=== ACTIVITY ===
In the entries below, how many lines contain the word "body"? State the number and nothing more.
* * *
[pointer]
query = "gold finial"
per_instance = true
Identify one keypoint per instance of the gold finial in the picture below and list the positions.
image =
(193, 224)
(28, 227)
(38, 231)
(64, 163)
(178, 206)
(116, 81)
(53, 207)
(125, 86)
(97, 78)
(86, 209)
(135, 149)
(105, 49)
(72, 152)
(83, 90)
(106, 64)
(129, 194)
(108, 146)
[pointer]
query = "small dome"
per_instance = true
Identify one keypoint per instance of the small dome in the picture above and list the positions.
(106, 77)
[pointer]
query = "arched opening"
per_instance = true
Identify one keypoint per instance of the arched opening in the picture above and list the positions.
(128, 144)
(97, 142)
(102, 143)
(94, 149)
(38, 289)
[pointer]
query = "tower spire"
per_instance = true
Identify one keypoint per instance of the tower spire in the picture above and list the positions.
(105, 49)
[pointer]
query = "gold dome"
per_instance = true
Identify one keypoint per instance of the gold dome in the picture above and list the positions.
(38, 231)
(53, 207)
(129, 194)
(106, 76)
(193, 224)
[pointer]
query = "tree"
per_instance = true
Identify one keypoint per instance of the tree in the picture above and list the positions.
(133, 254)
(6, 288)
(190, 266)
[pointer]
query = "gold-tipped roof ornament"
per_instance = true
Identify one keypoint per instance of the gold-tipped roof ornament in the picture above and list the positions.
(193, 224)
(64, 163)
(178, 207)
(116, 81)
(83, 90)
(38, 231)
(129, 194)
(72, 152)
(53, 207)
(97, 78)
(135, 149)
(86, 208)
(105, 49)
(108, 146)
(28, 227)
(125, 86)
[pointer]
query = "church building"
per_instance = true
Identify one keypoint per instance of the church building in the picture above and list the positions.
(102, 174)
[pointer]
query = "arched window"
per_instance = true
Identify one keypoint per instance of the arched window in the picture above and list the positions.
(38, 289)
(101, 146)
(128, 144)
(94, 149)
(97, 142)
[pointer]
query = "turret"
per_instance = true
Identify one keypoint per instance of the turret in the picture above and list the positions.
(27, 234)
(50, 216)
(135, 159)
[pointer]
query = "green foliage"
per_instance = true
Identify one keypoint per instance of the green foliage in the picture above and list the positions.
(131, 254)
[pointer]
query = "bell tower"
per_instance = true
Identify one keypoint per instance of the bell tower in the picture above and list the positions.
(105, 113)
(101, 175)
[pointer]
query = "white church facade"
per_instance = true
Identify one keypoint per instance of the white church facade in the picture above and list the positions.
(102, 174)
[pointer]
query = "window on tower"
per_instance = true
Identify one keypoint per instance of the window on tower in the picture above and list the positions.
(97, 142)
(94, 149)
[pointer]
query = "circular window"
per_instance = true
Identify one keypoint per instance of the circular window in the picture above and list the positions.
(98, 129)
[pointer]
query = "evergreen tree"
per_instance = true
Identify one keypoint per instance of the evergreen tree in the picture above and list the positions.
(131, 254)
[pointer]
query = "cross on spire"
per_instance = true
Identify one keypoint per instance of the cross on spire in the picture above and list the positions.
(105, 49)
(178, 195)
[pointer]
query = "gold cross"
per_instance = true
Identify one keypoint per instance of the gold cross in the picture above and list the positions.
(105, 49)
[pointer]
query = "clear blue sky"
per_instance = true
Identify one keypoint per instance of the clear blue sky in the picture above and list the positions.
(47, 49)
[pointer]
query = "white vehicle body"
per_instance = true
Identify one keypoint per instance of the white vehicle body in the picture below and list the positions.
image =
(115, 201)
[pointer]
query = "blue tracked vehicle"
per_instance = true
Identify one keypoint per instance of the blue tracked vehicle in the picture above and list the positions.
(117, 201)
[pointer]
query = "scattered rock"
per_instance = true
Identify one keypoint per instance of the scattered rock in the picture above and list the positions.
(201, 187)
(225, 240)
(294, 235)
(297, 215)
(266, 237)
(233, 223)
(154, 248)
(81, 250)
* * *
=== COMPLETED TASK ===
2